In a recent session of her course Folkdance as an Expression of Resistance, Abir Ward, a lecturer in the College of Arts & Sciences Writing Program, led her students through another example-Irish protest dance-and its recent morphing into something very different: the spectacle-laden global blockbuster Riverdance.

Abir Ward says her class teaches that dance is a "universal language" that we all speak despite our political differences. Photo courtesy of the College of Arts & Sciences Writing Program

British colonizers tried to suppress Irish culture, including dancing, as far back as the 17th-century Penal Laws. Over many years, Ward told students, dancing-aided by itinerant "dance masters" surreptitiously teaching traditional steps-resisted cultural extermination.

The Irish "even used to have someone stand on the roof of a house, just so they can tap or stomp their feet to alert the people downstairs for dancing that the redcoats are approaching," she said. "They started attaching coins to the heels and soles of their shoes to make more noise.…They were even using the rhythm of the redcoats marching down the streets to dance to.

"Irish dance was more than just dance. It was a preservation of a culture. It was a preservation of people."

In the 1990s, generations after Irish independence, Riverdance emerged as an expression of that culture-but commodified and "shaped for an international audience," said Ward, who screened for the class a performance on a massive Dublin stage. In stark contrast to traditional dances, the video featured orchestral music, a cumulus backdrop, and-along with many dancers in the traditional, arms-hugging-sides tap dancing-Riverdance originator Michael Flatley, leaping around stage, the folds of his snowy pirate shirt billowing like an eagle's wings.

Students caught the difference between traditional and new moves. "Michael's not restricted at the torso," said one, adding that his roaming across the stage was almost "territorial."

Arsheya Jaishiva (CDS'28) says she enrolled in the class after its surface contradiction piqued her interest: "When we think about dance, the last thing we think about is political resistance." But the course's historical study has given her new perspectives on topics like anti-Nazi resistance in World War II. "We know about that, but we never studied the dance aspect of it and how it could be such powerful resistance," she says. "Professor Ward is such an amazing teacher because she has so much experience in this, and we're able to connect our own cultures to it as well."

■ **Data extract**:
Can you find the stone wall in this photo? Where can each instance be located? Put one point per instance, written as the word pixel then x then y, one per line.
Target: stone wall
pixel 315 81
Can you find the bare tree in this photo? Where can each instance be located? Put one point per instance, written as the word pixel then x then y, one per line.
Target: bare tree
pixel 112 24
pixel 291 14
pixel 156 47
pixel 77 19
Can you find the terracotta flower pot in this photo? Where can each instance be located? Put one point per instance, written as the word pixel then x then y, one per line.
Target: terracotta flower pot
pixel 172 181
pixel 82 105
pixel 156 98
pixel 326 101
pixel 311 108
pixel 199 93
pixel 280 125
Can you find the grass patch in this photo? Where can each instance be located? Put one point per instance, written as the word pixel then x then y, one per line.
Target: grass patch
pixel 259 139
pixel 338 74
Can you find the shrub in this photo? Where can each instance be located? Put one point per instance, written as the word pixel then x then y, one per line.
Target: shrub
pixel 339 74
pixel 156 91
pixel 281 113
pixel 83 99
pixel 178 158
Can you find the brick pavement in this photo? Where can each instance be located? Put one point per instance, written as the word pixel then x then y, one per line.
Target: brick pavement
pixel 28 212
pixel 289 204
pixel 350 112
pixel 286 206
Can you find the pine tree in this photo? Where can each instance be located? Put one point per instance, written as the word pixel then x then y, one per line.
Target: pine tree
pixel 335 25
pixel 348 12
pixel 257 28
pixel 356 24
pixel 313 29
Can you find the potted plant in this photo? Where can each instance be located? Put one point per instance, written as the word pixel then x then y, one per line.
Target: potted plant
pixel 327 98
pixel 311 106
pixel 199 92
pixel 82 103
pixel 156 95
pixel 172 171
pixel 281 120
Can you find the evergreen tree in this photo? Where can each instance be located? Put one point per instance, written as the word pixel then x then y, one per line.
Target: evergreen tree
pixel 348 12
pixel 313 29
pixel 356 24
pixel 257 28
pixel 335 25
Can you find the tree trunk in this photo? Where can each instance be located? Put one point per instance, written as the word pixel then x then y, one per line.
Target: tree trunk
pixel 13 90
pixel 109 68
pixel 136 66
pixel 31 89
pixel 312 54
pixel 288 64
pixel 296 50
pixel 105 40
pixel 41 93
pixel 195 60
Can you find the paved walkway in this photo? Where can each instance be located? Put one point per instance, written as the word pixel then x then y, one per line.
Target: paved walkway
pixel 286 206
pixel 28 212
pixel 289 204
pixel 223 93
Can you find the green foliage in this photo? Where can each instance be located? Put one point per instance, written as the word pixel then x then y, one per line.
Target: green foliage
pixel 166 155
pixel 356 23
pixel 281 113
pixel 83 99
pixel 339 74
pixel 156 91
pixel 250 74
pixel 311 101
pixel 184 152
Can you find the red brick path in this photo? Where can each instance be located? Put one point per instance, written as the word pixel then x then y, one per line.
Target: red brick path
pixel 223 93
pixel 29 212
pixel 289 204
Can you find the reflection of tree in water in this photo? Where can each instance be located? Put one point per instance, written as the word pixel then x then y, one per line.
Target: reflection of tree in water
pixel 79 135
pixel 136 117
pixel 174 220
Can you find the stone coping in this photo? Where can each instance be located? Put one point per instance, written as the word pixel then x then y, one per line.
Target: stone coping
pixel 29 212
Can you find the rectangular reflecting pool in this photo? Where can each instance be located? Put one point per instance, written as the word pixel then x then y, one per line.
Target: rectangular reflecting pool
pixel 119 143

■ **Your tasks**:
1/ Using the text about the folkdance course, say whether each statement agrees with it: (a) The Penal Laws that suppressed Irish culture date from the 17th century. (b) Riverdance emerged before Irish independence. (c) Irish dancers attached coins to their shoes to make more noise. Answer yes or no for each and quote the deciding words of the text.
2/ Reproduce word for word the stretch of the folkdance course text from "Abir Ward says" through "steps-resisted cultural extermination.".

■ **Answers for the exercise**:
1/
(a) Yes: "as far back as the 17th-century Penal Laws"
(b) No: "In the 1990s, generations after Irish independence, Riverdance emerged"
(c) Yes: "They started attaching coins to the heels and soles of their shoes to make more noise."

2/
Abir Ward says her class teaches that dance is a "universal language" that we all speak despite our political differences. Photo courtesy of the College of Arts & Sciences Writing Program

British colonizers tried to suppress Irish culture, including dancing, as far back as the 17th-century Penal Laws. Over many years, Ward told students, dancing-aided by itinerant "dance masters" surreptitiously teaching traditional steps-resisted cultural extermination.